### [YOUR INSTRUCTIONS]
Could you transcribe every record below exactly as written, excluding the pictures?

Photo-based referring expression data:
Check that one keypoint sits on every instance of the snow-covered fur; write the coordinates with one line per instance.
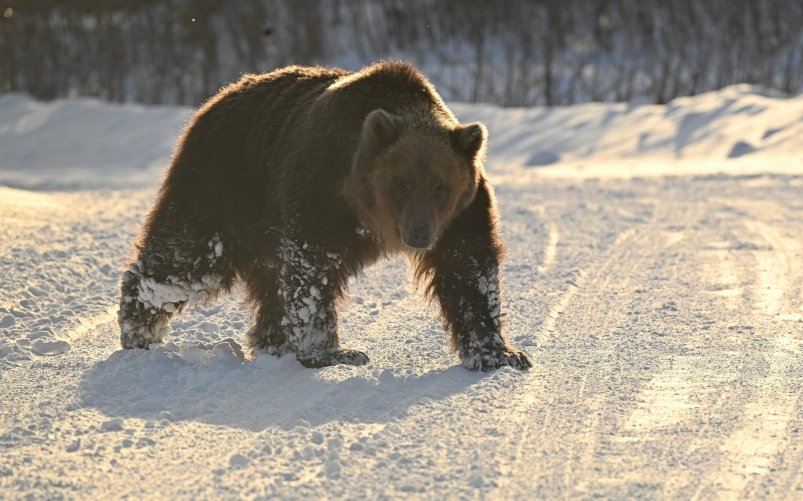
(295, 180)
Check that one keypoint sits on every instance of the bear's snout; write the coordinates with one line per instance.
(419, 236)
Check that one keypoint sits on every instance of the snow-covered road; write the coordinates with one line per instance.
(663, 313)
(664, 317)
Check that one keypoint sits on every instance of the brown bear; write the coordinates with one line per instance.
(295, 180)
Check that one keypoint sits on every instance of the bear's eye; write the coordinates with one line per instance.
(440, 190)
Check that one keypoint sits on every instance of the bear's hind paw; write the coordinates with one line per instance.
(493, 360)
(325, 359)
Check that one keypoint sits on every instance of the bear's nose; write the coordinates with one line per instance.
(420, 237)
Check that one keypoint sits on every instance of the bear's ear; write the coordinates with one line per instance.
(381, 128)
(470, 139)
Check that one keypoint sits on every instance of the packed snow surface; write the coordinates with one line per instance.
(653, 275)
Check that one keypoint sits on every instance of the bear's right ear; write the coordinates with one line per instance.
(381, 128)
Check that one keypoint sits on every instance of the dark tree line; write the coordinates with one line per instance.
(510, 52)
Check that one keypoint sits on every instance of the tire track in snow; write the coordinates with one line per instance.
(748, 455)
(597, 297)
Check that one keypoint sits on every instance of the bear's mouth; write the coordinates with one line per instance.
(418, 238)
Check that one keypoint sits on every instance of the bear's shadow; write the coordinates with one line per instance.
(158, 384)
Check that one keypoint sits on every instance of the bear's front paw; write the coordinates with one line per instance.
(486, 361)
(327, 358)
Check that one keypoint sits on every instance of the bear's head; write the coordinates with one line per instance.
(409, 179)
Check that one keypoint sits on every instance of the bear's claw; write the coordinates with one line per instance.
(325, 359)
(493, 360)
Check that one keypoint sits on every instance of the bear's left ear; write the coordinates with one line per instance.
(381, 128)
(470, 139)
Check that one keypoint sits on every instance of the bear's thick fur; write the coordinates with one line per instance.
(295, 180)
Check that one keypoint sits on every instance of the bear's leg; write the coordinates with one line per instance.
(464, 269)
(310, 281)
(266, 333)
(168, 274)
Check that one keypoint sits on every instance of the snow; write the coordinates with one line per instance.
(652, 275)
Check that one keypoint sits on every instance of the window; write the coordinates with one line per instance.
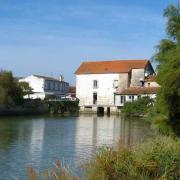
(95, 84)
(115, 84)
(132, 98)
(94, 98)
(123, 99)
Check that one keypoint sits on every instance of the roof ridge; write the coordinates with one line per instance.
(115, 60)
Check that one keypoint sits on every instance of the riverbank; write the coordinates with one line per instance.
(41, 107)
(157, 158)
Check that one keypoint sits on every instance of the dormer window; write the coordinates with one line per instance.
(115, 84)
(95, 84)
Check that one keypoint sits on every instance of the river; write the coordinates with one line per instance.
(41, 140)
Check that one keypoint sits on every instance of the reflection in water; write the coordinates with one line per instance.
(36, 139)
(41, 141)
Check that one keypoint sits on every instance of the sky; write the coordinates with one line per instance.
(53, 37)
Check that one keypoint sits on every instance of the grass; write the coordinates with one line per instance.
(155, 159)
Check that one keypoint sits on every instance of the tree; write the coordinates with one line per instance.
(10, 90)
(168, 59)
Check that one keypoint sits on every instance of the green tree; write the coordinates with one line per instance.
(10, 90)
(168, 59)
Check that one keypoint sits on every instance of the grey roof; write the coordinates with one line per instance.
(48, 78)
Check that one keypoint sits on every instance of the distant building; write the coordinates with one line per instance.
(108, 85)
(43, 86)
(72, 92)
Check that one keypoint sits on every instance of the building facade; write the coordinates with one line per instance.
(101, 84)
(43, 87)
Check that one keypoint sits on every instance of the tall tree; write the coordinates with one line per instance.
(168, 58)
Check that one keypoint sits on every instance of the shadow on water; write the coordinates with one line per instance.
(40, 141)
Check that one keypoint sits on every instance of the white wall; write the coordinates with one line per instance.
(105, 90)
(136, 75)
(37, 84)
(151, 84)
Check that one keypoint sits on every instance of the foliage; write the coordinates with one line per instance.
(137, 108)
(157, 158)
(168, 59)
(60, 107)
(10, 90)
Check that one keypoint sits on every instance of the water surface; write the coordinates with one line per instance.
(39, 141)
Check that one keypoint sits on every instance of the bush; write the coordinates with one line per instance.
(155, 159)
(137, 108)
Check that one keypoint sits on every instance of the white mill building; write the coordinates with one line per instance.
(109, 84)
(43, 86)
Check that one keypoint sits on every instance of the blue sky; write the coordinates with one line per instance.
(52, 37)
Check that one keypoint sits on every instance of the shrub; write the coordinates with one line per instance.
(155, 159)
(138, 107)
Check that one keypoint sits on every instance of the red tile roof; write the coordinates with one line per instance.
(117, 66)
(150, 78)
(138, 90)
(72, 89)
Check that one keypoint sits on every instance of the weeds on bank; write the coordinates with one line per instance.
(157, 158)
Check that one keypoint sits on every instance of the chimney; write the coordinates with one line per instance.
(61, 78)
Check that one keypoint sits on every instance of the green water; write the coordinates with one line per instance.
(39, 141)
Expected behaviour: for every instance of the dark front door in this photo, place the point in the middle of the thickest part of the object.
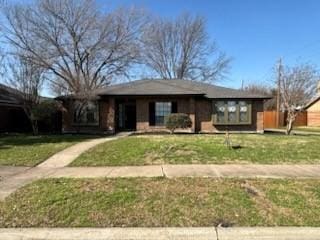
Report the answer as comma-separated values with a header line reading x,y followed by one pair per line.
x,y
130,117
126,114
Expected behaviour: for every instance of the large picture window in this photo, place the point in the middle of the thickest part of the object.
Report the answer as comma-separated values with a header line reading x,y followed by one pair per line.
x,y
232,112
162,109
86,113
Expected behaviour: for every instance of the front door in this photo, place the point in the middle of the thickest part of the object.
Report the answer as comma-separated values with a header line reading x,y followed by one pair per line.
x,y
126,114
130,117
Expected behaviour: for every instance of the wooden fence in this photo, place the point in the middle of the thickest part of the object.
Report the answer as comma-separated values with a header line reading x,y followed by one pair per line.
x,y
270,119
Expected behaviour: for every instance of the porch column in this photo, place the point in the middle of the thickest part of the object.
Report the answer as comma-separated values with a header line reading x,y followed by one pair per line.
x,y
192,115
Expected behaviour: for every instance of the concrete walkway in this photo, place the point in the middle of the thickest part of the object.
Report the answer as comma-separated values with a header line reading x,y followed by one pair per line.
x,y
294,132
205,233
66,156
209,170
10,183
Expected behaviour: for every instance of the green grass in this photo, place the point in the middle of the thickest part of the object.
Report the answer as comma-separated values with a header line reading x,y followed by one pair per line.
x,y
156,202
27,150
189,149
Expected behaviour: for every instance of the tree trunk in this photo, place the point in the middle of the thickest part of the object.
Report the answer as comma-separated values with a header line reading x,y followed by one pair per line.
x,y
35,128
289,126
290,120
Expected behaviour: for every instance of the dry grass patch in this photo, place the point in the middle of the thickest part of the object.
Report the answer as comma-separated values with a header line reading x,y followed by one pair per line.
x,y
203,149
160,202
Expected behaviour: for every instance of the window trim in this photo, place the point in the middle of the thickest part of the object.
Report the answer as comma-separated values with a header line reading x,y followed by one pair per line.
x,y
164,117
96,124
237,122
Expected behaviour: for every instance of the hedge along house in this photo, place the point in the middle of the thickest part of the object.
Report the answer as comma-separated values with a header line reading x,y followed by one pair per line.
x,y
143,105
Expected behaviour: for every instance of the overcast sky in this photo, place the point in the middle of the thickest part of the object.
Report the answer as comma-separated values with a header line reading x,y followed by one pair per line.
x,y
254,33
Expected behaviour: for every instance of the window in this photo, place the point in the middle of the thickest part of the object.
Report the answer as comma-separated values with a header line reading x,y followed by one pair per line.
x,y
243,112
232,112
162,109
86,113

### [PROBLEM SOLUTION]
Check that one keypoint sits on every instance of the snow-covered fur; write the coordinates with one line per instance.
(295, 180)
Check that one keypoint sits on every instance of the bear's snout; write the coordinates with one line per instance.
(419, 236)
Check that one keypoint sits on every instance of the snow-covered road; write the coordinates with one line per instance.
(663, 313)
(664, 317)
Check that one keypoint sits on every instance of the brown bear; write the coordinates with one line per instance.
(295, 180)
Check that one keypoint sits on every instance of the bear's eye; write the coordinates with one line per instance.
(440, 190)
Check that one keypoint sits on every instance of the bear's hind paw; write the coordinates with one line per instance.
(493, 360)
(325, 359)
Check that one keypoint sits on every instance of the bear's nose; write the coordinates with one line per instance.
(420, 237)
Check that one keypoint sits on every instance of the bear's ear; write the coordinates with one line per instance.
(381, 128)
(470, 139)
Check that one keypoint sits on every instance of the packed snow surface; write the coordinates with one line per instance.
(653, 275)
Check that one keypoint sits on every instance of the bear's right ear; write the coordinates with one line per instance.
(381, 128)
Check that one keypoint sits on every instance of the dark tree line; write the coordinates with one line per instance.
(510, 52)
Check that one keypoint sits on every instance of the tire track in snow; write the coordinates with one line per instance.
(748, 455)
(597, 297)
Check that one keypoint sits on every instance of the bear's mouth; write the coordinates with one line per instance.
(418, 238)
Check that one keypoint sits on every instance of the bear's shadow; write the coordinates with one line per instance.
(158, 384)
Check that one keypoint sits on every instance of the bear's front paw; write the coordinates with one line per instance.
(486, 361)
(327, 358)
Check that one keypoint sits on every instance of the bear's head; write the coordinates with one line per instance.
(409, 179)
Check that one keypoint sits on every instance of the bear's claw; write the coordinates with one line per instance.
(325, 359)
(493, 360)
Check that one keypoint sits on every instance of the bear's left ear; write the coordinates with one line per instance.
(381, 128)
(470, 139)
Check that one keypoint sits on every instance of the bear's thick fur; write the coordinates with one line per instance.
(295, 180)
Check that one keypoint sits on every instance of the bear's leg; write the coordinates with one line per instance.
(464, 269)
(310, 281)
(266, 333)
(168, 274)
Check that one keypoint sits on every instance of the snow; write the coordinates with one line per instance.
(652, 275)
Check that one keypoint sits on every instance of the window; write the coordinates with one line per instance.
(95, 84)
(115, 84)
(132, 98)
(94, 98)
(123, 99)
Check that one keypoint sits on every instance of the roof ridge; write the coordinates with one line per instance.
(115, 60)
Check that one keypoint sits on every instance of the riverbank; write the coordinates with one line per instance.
(41, 107)
(157, 158)
Check that one keypoint sits on every instance of the dormer window; write the coordinates with one line per instance.
(115, 84)
(95, 84)
Check that one keypoint sits on every instance of the river; write the coordinates with one line per instance.
(41, 140)
Check that one keypoint sits on every instance of the reflection in water; write the coordinates with one line per instance.
(36, 139)
(41, 141)
Check that one keypoint sits on every instance of the sky; write the coordinates with one line per instance.
(53, 37)
Check that one keypoint sits on every instance of the grass; write the coordinates with one line per instance.
(155, 159)
Check that one keypoint sits on every instance of the tree; write the coordinates with one line per instance.
(10, 90)
(168, 59)
Check that one keypoint sits on every instance of the green tree; write the coordinates with one line per instance.
(10, 90)
(168, 59)
Check that one keypoint sits on every instance of the grey roof; write the coordinates with one line per instance.
(48, 78)
Check that one keypoint sits on every instance of the distant building; write the coordinates with one line per instance.
(108, 85)
(43, 86)
(72, 92)
Check that one keypoint sits on every instance of the building facade; write the coordinates with one line per instance.
(101, 84)
(43, 87)
Check that one keypoint sits on every instance of the tall tree; write the coordinates with one line per instance.
(168, 58)
Check that one keypoint sits on every instance of the shadow on water; write the coordinates with one line per instance.
(40, 141)
Check that one keypoint sits on every instance of the white wall; write the coordinates with one line per instance.
(105, 90)
(136, 75)
(37, 84)
(151, 84)
Check that one keypoint sits on every instance of the foliage; write the coordinates with one line per instance.
(137, 108)
(157, 158)
(168, 59)
(60, 107)
(10, 90)
Check that one keypoint sits on every instance of the water surface; write the coordinates with one line per instance.
(39, 141)
Check that one keypoint sits on every instance of the bush; write the coordinates with one line per instance.
(155, 159)
(137, 108)
Check that one keypoint sits on every instance of the white mill building; write the coordinates with one line per instance.
(109, 84)
(43, 86)
Check that one keypoint sits on every instance of the blue sky; write the coordinates with one line per instance.
(52, 37)
Check that one keypoint sits on every instance of the shrub; write the coordinates with one line per instance.
(155, 159)
(138, 107)
Check that one keypoint sits on every instance of the red tile roof; write the coordinates with one line per instance.
(117, 66)
(150, 78)
(138, 90)
(72, 89)
Check that one keypoint sits on every instance of the weeds on bank; write the coordinates with one line per instance.
(157, 158)
Check that one keypoint sits on every instance of the chimney; write the coordinates with one line per instance.
(61, 78)
Check that one keypoint sits on every instance of the green water; write the coordinates with one line per instance.
(39, 141)
Expected behaviour: for every instance of the dark front door in this photo, place the point in the middle of the thickest part of the object.
Report the answer as comma-separated values with a header line reading x,y followed by one pair per line.
x,y
130,117
126,114
Expected behaviour: for every instance of the large picture window in this photo, place the point in the middle of the thickest part of the object.
Report the answer as comma-separated values with a header line reading x,y followed by one pair per line.
x,y
232,112
162,109
86,113
Expected behaviour: for every instance of the front door in this photo, place the point in the middle of the thickest part of the object.
Report the answer as comma-separated values with a header line reading x,y followed by one pair per line.
x,y
126,114
130,117
Expected behaviour: for every instance of the wooden fence in this photo, place the point in the middle of the thickest part of the object.
Report the answer as comma-separated values with a header line reading x,y followed by one pair per line.
x,y
270,119
Expected behaviour: for every instance of the porch column in this photo, place the point in the middle of the thickest part of the object.
Report the answer as comma-separated values with a header line reading x,y followed by one pair per line.
x,y
192,115
Expected behaviour: for every instance of the concrete walkway in this photo, place the point in the middle of the thickest part of the object.
Report the answer as comma-separated values with a header line reading x,y followed by one pair per line.
x,y
294,132
205,233
66,156
209,170
10,183
Expected behaviour: for every instance of the green grass in this photo, place the point in the middle of the thickest part of the object.
Report the answer as comma-separated values with a header line reading x,y followed by one pair per line.
x,y
156,202
27,150
189,149
Expected behaviour: for every instance of the tree trunk in this photo, place the point in the middle of the thickest part of the object.
Report the answer as comma-separated values with a header line reading x,y followed by one pair per line.
x,y
35,128
289,126
290,120
Expected behaviour: for every instance of the dry grass patch in this photo, place the point in the middle of the thickest part of the object.
Report the answer as comma-separated values with a header line reading x,y followed by one pair per line.
x,y
203,149
160,202
Expected behaviour: for every instance of the window trim in this photo, place the point in the middle of the thickest part of the object.
Report the answer as comma-separated values with a header line reading x,y followed by one pair per line.
x,y
164,117
96,124
237,122
Expected behaviour: for every instance of the hedge along house in this photo, place the point in the middle of the thickest part of the object.
Report the answer as comma-separated values with a header line reading x,y followed by one pair per line.
x,y
143,105
Expected behaviour: for every instance of the overcast sky in this photo, place the point in the middle of the thickest part of the object.
Report the answer as comma-separated values with a header line reading x,y followed by one pair per line.
x,y
254,33
Expected behaviour: for every instance of the window in this photo, place the point in the middle of the thickest part of the object.
Report the answer as comma-separated values with a header line reading x,y followed by one pair per line.
x,y
243,112
232,112
162,109
86,113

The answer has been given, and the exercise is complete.